THINGS TO DO:
**A.** List every action the opening lines of the poetry page say tears perform.
**B.** Carry on the poetry page from the last line it shows.

Tears they tumble down and turn smiles upside down
they torture your heart and they tear you apeart
but most of all they make you stronger every tear that falls
this is about living your life in disbelief. about not seeing the truth when it is clearly in front of you, when you see that movie where the girl knows her guy is cheating on her, but refuses to realize it... this is what she feels. you may call her stupid but it hurts. and she may be emotionally too weak to stand up and take in all that is happening. so she lies to herself,...and she lives by it. and all the pain goes away...here it is.
Feeling Low inside a lie is where i hide i cant seem to find something to do about all of it alone is where i sit cuz im feelin low nothing to help me so i cant help the feeling and all the pain im dealing
My personal favorite is this one. it brings back a clear image of what i was thinking about. suffering and pain yes, but every clear thought...check it out.
Hard To Deal my useless words pour out of me wondering why i can not see life means nothing more to me than a dead bird in his tree my feelings ignored everyday nothing changes while i pray my heart breaks more day by day what more is there to say nothing can change the way i feel with stupid thoughts i can not deal what more is there to deal my heart is crumbles beggins to peal
Here is one i wrote for my "friends" i had back then. Little did I know just what I was writting about re-ocurred. My friends that I had then deserted me now and I was left to feel this all over again. Like one big re-occuring dream/nightmare or whatever. This one means a lot because I felt it twice.
living in a dream to all my friends, if it wernt for them i wouldnt be where i am today
lost inside a dream, is what my life seems. twiztid and turned, my heart is burned. dont understand why, but its written in the sky. my life has been scared, and loved from afar. it doesnt seem simple, this life i call mine, love is supposed to be devine. i just dont get it, feels as if i dont fit. my life makes no sence, and it has no suspence. my heart turns black, its been under attack.
This one was actually published in a book printed out by the website that i wrote it on. it was nothing really special and i have the book somewhere up in my attic and everything. Its not really all taht special just the surreality at last
Lost
i am lost in a world with no one to hold my hand, no one to guide me, in this new, unloved land.
every move i make is sensed by a beast who is hungry for my blood to whom i would make a lovely feast.
my tears mean nothing. i am forever gone. every step i take is a new day to dawn.
as i slowly disappear, my flesh withers and my blood pours out; my skin withers.
i am now dust and bones, soul free in the earth. it wanders around, lookin' for a victim first.

STORED DATA:
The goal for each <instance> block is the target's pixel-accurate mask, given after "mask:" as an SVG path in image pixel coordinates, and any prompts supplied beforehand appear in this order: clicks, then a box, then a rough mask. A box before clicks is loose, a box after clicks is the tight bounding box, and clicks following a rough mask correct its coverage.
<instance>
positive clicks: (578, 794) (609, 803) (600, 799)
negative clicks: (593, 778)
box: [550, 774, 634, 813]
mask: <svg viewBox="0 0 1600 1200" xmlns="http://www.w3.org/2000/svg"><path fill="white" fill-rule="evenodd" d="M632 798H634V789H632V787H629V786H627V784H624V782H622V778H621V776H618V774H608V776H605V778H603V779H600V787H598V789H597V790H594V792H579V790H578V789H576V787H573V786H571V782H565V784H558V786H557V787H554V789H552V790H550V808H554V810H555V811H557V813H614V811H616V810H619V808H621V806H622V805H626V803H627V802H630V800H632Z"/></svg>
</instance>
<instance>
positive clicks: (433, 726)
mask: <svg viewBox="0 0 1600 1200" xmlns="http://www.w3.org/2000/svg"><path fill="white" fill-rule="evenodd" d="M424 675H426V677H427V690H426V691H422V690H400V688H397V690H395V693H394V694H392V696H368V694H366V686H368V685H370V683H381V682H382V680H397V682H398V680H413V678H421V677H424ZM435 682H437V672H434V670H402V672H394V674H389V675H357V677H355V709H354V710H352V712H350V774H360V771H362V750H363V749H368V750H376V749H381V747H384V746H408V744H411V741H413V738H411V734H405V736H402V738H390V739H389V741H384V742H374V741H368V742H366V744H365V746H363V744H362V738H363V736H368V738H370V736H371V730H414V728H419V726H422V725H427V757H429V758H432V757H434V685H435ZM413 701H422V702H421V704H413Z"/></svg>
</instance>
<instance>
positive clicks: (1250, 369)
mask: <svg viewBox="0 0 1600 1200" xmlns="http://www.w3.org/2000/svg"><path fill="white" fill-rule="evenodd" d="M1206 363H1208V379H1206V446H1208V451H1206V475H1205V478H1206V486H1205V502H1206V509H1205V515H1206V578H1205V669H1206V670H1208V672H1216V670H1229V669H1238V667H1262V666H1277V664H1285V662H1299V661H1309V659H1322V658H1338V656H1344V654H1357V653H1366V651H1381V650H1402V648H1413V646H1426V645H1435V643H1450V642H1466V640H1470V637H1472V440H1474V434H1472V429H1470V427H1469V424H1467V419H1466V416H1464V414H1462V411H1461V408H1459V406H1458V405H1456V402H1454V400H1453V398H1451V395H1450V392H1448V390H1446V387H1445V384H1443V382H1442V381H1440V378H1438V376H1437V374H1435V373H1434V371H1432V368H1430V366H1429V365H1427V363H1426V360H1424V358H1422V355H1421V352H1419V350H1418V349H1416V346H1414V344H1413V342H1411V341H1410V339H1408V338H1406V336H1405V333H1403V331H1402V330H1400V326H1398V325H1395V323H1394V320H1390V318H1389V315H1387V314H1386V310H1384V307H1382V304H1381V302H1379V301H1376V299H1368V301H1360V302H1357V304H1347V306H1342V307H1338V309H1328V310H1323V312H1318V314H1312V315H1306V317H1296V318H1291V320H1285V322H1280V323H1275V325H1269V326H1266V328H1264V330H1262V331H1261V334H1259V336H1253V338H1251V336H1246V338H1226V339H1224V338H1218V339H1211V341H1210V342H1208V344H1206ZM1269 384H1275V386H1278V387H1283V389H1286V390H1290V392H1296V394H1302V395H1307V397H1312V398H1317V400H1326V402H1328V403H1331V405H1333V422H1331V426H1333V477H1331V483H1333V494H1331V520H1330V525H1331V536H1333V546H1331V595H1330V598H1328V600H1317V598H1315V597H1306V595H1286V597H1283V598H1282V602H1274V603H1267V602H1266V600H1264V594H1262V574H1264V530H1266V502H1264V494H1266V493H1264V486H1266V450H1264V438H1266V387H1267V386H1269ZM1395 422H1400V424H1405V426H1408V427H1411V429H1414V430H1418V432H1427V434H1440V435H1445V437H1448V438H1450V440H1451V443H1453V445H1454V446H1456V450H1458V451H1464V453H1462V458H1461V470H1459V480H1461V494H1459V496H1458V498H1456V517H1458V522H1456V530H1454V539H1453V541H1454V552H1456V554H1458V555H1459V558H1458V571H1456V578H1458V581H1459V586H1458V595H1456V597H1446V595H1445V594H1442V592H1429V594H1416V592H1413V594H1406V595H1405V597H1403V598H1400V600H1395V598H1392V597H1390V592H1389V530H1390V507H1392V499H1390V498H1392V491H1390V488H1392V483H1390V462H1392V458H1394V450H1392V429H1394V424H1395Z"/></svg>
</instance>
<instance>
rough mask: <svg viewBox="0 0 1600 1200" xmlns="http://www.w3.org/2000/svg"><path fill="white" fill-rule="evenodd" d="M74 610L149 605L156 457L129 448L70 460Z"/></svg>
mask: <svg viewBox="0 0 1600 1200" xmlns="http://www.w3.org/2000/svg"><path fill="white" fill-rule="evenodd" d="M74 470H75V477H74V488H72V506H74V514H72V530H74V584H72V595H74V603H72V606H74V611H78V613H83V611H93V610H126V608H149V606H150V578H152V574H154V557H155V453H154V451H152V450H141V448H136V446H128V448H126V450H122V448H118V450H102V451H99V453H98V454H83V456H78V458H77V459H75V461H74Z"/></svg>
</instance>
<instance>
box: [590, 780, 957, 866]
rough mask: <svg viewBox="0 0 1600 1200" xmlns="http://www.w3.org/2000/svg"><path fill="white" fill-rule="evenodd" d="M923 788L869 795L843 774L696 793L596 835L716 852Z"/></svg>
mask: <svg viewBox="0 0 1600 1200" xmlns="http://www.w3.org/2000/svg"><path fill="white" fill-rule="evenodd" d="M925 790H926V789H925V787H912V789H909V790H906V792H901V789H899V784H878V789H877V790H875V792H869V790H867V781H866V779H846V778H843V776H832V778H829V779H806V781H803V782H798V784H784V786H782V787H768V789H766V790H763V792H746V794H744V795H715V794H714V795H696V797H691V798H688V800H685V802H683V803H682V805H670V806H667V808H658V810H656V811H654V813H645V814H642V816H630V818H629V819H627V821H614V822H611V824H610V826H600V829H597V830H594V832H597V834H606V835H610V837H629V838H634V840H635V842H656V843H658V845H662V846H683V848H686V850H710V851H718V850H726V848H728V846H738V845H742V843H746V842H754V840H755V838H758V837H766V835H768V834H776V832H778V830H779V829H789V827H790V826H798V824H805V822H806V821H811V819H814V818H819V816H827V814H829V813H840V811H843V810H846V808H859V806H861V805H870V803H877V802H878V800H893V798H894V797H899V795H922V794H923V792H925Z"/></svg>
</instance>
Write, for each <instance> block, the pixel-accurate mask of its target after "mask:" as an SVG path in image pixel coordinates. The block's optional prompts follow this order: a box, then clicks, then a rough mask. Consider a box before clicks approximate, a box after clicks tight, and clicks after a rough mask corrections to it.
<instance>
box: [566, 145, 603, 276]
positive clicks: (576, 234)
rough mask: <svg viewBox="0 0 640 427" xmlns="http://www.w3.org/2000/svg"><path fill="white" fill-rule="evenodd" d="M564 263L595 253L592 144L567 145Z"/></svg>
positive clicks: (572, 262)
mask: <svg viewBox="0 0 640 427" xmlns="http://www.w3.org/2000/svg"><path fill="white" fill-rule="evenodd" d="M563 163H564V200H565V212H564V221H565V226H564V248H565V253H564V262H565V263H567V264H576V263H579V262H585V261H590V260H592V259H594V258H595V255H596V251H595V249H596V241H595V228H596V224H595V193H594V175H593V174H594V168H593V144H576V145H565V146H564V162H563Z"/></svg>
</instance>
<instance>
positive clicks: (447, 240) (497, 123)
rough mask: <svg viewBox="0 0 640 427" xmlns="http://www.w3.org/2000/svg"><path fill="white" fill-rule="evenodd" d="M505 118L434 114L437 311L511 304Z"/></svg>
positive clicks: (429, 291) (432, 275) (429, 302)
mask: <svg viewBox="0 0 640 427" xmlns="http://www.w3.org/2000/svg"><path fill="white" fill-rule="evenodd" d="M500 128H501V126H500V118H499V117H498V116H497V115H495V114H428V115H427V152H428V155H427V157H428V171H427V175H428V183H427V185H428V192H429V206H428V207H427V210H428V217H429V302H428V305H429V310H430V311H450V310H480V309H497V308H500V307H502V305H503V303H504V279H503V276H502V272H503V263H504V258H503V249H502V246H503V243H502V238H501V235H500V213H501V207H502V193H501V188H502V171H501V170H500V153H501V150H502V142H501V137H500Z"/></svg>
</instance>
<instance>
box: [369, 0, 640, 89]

TASK-BY-TASK OUTPUTS:
**A.**
- They tumble down.
- They turn smiles upside down.
- They torture your heart.
- They tear you apeart.
- They make you stronger.

**B.**
MY FIRST LOVE POEM EVER WRITTEN!! !ISNT IT BEAUTIFUL?!?!!? too bad the person i wrote it for is no longer in my life. but i still remember all the flustered feelings building up inside of me. the first time i actually thought i could love another being. yeah it was confusing, but i felt it.
Abused my heart was overwhellmed with love at first sight, when i saw you, i knew things were right. you told me i was beautiful, had a pretty smile, for me you said you'd walk a pretty mile. the kiss you stole was the best i've had, and even the thought, i was lucky, for that i was glad. but now i only have began to see, that you broke my heart, and you lied to me. i can't move on but i am forced to inside, there are so many feelings i have to hide. i don't appriciate the thought of being used, i'm not gonna let myself be abused.
I think this one explains itself
Fate ever since the very first day i never knew the words to say i wished upon the very first star to my suprise, here you are how could luck be so great i never relied on so called fate my intuition tells me somethings up unto my heart the pain has struck i'm making wishes day by day if life's a play then where's the stage my life is changing by every glance i would stop change if i had a chance pain equals hurt through my eyes where's the choice that spells out wise? I dont know why i called this next one "wonders" but my confused little mind choose that title for a reason.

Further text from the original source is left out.